* [Task directions]:
Find the line that contains "target: pitched roof" and print it and every line after it, exactly, please.

[Extracted records]
/---

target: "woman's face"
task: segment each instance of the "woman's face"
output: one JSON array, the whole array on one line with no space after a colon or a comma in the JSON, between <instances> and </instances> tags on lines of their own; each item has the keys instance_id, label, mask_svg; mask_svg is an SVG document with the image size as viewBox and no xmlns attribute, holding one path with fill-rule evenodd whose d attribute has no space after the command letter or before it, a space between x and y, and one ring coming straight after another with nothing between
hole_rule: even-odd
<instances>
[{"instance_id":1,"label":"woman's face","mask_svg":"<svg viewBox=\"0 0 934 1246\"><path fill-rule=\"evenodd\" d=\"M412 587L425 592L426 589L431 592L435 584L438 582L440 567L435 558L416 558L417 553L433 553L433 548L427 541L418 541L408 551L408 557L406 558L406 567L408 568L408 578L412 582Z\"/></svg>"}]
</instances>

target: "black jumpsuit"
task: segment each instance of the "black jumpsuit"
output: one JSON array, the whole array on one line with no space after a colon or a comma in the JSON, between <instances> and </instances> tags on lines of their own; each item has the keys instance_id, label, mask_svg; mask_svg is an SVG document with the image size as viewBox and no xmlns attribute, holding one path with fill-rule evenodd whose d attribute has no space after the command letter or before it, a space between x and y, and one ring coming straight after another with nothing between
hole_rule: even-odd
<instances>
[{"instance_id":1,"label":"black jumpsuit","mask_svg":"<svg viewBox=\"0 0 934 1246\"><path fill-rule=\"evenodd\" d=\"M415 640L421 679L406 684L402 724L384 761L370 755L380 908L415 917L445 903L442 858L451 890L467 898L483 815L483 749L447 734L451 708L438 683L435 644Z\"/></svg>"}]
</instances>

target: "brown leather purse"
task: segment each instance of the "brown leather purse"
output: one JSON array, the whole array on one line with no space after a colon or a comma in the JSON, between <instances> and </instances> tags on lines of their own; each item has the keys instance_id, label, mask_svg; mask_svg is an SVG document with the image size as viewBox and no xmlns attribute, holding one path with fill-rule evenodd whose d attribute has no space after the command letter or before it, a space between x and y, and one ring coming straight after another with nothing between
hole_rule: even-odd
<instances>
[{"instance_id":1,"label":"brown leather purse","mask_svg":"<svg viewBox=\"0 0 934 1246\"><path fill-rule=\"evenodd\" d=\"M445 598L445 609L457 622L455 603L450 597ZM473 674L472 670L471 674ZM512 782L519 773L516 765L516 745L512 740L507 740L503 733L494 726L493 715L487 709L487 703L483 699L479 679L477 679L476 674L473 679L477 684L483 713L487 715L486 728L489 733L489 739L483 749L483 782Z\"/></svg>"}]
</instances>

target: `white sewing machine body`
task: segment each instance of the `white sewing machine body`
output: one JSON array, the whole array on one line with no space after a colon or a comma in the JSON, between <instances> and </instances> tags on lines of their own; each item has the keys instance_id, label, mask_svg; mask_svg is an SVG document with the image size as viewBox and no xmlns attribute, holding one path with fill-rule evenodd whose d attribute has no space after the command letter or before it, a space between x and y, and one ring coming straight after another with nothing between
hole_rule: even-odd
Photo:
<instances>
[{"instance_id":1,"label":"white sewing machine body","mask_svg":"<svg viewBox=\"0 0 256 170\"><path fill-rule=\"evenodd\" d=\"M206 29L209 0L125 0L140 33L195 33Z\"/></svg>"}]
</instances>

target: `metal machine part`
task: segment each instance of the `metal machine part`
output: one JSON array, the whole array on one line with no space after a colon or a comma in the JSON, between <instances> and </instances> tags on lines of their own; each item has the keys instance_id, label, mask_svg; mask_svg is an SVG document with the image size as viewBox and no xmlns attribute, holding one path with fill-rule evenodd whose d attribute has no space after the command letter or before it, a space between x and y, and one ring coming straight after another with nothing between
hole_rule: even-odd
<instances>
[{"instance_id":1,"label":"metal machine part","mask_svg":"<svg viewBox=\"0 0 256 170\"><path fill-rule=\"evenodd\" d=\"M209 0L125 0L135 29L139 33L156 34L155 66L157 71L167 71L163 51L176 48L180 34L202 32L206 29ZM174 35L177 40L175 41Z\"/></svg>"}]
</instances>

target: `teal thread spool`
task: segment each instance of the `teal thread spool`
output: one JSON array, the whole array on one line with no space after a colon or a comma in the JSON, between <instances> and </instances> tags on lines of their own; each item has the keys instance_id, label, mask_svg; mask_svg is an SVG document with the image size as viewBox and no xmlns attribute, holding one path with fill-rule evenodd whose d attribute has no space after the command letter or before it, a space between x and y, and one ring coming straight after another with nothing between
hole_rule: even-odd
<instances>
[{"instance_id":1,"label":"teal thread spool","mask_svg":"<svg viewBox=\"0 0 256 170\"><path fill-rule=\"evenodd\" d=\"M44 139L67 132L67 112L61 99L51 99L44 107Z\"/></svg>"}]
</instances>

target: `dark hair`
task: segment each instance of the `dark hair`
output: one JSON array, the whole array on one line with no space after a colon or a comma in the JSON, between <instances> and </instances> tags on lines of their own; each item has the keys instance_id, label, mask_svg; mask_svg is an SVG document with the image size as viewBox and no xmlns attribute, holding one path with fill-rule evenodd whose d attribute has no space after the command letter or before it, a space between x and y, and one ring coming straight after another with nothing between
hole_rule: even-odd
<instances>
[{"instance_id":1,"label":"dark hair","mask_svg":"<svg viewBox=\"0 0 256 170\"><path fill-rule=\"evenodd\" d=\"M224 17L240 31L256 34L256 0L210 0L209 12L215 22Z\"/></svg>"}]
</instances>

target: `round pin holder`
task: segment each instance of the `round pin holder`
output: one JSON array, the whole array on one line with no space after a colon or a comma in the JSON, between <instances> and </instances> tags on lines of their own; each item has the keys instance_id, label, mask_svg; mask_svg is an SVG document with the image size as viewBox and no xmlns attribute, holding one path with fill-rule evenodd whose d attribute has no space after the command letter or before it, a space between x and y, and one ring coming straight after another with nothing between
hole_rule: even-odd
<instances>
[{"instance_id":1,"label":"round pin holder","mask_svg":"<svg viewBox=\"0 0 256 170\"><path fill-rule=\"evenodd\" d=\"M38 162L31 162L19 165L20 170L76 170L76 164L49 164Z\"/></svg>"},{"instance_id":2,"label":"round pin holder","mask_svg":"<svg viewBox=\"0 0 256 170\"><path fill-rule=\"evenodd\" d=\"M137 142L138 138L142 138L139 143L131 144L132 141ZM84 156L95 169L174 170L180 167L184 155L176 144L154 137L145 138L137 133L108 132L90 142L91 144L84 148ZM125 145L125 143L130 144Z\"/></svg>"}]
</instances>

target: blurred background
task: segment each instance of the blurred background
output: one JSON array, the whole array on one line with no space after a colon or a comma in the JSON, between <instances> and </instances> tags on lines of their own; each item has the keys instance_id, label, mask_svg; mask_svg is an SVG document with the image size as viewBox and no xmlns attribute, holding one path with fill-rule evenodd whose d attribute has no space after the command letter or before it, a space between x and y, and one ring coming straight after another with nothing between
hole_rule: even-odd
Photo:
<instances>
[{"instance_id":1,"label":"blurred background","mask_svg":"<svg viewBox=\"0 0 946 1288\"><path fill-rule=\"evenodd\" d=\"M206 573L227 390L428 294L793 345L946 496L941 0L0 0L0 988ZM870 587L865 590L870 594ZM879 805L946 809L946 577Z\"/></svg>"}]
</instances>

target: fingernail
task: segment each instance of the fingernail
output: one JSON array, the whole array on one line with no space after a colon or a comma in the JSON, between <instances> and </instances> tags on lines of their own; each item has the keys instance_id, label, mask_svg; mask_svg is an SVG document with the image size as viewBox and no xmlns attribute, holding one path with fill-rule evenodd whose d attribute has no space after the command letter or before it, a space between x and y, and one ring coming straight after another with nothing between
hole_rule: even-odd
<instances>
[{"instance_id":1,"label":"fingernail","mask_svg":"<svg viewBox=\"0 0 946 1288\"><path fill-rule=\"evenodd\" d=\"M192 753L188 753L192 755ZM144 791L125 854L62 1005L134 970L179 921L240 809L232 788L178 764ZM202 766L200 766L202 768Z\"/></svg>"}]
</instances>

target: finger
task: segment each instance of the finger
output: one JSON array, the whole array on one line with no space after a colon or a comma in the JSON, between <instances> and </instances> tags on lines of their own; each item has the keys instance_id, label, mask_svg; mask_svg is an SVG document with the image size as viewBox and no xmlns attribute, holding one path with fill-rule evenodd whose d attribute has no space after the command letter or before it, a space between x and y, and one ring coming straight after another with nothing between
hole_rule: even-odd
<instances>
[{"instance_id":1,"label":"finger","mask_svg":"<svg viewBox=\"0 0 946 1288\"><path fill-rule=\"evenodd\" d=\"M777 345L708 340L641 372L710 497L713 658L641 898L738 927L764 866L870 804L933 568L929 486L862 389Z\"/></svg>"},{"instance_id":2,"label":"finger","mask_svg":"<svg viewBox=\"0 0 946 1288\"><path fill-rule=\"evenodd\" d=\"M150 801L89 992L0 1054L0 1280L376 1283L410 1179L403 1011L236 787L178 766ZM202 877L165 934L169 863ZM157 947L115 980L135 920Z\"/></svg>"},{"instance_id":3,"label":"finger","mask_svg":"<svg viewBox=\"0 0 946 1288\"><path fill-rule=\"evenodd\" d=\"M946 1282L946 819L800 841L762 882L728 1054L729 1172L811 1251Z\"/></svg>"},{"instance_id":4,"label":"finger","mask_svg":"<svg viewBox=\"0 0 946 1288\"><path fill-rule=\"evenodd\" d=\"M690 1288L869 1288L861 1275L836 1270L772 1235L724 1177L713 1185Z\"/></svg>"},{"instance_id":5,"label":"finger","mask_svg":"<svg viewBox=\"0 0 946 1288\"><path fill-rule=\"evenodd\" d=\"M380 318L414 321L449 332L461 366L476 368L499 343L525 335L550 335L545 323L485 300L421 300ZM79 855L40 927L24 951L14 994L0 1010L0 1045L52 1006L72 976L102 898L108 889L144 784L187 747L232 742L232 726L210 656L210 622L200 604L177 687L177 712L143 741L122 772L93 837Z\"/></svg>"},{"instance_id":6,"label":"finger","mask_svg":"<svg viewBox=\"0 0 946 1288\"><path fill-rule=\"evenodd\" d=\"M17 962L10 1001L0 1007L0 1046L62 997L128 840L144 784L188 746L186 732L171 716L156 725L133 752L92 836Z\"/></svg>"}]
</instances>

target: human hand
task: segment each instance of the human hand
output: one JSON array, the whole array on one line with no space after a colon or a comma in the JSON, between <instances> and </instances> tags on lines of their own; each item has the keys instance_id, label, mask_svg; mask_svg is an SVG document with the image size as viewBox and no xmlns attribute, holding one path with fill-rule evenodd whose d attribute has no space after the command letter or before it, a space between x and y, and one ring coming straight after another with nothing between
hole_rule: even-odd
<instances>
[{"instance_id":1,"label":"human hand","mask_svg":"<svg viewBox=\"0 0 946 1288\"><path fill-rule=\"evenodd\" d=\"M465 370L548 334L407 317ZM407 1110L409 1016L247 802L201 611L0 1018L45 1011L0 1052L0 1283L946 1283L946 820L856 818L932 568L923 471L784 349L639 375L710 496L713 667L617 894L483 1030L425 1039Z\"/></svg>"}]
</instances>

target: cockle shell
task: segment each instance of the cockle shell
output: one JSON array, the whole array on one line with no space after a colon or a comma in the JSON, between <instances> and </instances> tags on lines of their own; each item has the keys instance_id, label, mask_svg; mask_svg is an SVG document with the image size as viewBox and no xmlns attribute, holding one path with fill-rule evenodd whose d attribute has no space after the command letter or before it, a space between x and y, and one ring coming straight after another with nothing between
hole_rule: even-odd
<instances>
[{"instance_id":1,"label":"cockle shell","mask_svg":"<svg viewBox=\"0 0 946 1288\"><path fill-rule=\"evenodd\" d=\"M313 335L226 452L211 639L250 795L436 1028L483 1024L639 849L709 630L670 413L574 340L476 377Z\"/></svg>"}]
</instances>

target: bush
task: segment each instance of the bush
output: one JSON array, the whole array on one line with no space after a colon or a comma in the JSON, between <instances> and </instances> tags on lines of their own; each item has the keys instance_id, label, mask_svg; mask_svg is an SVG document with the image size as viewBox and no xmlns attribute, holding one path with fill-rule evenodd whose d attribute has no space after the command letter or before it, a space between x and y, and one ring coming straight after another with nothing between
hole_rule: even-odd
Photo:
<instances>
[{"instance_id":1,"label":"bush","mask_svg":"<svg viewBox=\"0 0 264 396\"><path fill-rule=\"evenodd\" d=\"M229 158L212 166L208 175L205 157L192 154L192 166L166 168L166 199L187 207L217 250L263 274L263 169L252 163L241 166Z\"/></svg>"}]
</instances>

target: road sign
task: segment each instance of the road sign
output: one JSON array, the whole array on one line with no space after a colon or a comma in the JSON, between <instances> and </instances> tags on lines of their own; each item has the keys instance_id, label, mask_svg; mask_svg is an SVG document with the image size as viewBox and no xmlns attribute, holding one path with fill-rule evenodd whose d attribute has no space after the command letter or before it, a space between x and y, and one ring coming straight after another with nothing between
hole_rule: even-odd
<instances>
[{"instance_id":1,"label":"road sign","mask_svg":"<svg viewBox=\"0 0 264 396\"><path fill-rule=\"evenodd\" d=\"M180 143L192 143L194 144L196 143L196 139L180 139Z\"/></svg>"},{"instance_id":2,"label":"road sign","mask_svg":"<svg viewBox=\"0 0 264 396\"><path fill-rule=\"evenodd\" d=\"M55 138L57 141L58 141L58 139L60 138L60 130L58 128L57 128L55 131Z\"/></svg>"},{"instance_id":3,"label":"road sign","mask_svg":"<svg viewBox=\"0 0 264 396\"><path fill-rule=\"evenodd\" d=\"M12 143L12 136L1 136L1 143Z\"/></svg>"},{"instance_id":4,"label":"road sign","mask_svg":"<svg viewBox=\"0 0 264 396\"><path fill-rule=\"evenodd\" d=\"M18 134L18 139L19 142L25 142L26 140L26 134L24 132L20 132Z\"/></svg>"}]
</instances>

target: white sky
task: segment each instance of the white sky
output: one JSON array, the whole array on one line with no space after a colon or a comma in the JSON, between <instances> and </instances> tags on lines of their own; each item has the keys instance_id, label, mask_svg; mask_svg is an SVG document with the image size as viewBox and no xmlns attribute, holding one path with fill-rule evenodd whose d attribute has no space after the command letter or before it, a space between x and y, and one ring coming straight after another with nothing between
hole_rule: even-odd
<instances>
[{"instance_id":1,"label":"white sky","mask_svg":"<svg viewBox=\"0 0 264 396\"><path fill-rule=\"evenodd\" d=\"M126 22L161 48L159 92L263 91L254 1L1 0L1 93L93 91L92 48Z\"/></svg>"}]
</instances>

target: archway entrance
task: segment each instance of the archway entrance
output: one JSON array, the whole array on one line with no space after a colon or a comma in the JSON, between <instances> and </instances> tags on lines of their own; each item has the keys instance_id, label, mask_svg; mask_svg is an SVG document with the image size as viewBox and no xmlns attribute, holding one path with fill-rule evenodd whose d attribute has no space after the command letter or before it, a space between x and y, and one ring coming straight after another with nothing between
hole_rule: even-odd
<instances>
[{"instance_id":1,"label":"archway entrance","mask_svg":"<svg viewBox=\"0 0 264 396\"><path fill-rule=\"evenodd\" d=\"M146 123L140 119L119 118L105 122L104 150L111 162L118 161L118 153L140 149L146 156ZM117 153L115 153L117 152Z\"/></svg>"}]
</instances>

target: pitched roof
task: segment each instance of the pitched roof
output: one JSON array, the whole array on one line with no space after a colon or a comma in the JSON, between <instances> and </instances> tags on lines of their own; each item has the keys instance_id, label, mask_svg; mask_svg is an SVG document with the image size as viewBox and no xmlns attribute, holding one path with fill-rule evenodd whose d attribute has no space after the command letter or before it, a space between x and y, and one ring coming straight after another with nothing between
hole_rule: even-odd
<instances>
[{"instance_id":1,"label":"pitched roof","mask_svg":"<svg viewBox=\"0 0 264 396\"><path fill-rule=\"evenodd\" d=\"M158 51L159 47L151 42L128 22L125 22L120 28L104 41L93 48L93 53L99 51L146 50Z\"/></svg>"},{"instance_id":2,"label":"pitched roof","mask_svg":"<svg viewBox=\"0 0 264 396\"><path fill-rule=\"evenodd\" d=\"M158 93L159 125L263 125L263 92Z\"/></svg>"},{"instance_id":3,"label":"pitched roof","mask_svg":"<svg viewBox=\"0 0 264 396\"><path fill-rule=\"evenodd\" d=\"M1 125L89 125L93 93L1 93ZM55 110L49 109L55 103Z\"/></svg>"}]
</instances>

\---

* [Written reply]:
target: pitched roof
task: segment each instance of the pitched roof
output: one JSON array, the whole array on one line with no space after a colon or a comma in the JSON, between <instances> and </instances> tags on lines of their own; each item has the keys instance_id, label, mask_svg; mask_svg is an SVG document with the image size as viewBox and no xmlns attribute, holding one path with fill-rule evenodd whose d attribute has no space after the command letter or before it, a space between x and y, and one ring coming straight after another with nothing between
hole_rule: even-odd
<instances>
[{"instance_id":1,"label":"pitched roof","mask_svg":"<svg viewBox=\"0 0 264 396\"><path fill-rule=\"evenodd\" d=\"M158 51L159 47L151 42L128 22L125 22L120 28L104 41L93 48L93 53L99 51L146 50Z\"/></svg>"},{"instance_id":2,"label":"pitched roof","mask_svg":"<svg viewBox=\"0 0 264 396\"><path fill-rule=\"evenodd\" d=\"M158 93L159 125L263 125L263 92Z\"/></svg>"},{"instance_id":3,"label":"pitched roof","mask_svg":"<svg viewBox=\"0 0 264 396\"><path fill-rule=\"evenodd\" d=\"M1 125L89 125L93 93L1 93ZM55 110L49 109L55 103Z\"/></svg>"}]
</instances>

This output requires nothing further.